**Required task:** Reproduce the part of the rows below that opens with the line containing "Definition first: for each instance of the white" and closes with the line containing "[[133, 357]]", including both of those lines, character for character.

**Task inputs:**
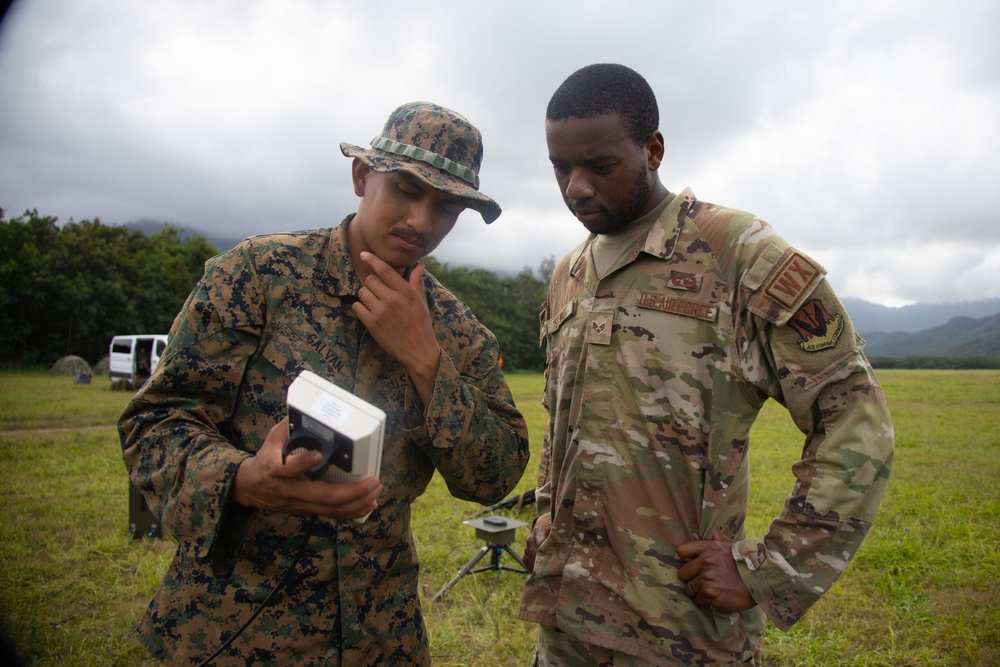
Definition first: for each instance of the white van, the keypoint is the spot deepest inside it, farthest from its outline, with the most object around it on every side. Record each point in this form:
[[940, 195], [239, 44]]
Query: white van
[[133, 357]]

...

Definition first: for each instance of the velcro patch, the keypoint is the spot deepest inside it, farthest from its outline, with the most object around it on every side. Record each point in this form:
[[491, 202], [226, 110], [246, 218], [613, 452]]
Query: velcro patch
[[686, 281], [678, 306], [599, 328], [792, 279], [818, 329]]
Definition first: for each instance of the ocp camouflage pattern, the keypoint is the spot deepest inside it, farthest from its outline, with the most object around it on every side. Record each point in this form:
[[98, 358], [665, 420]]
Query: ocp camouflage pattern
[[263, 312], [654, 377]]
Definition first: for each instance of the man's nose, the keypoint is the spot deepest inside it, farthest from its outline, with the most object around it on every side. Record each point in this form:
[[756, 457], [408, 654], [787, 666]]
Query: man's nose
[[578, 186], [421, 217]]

**Full output:**
Definition first: for each instance of the white van, the keypoint is the spot deepest inside it, farthest from its outline, with the most object around it on every side. Record each point in this form:
[[940, 195], [239, 44]]
Query: white van
[[133, 357]]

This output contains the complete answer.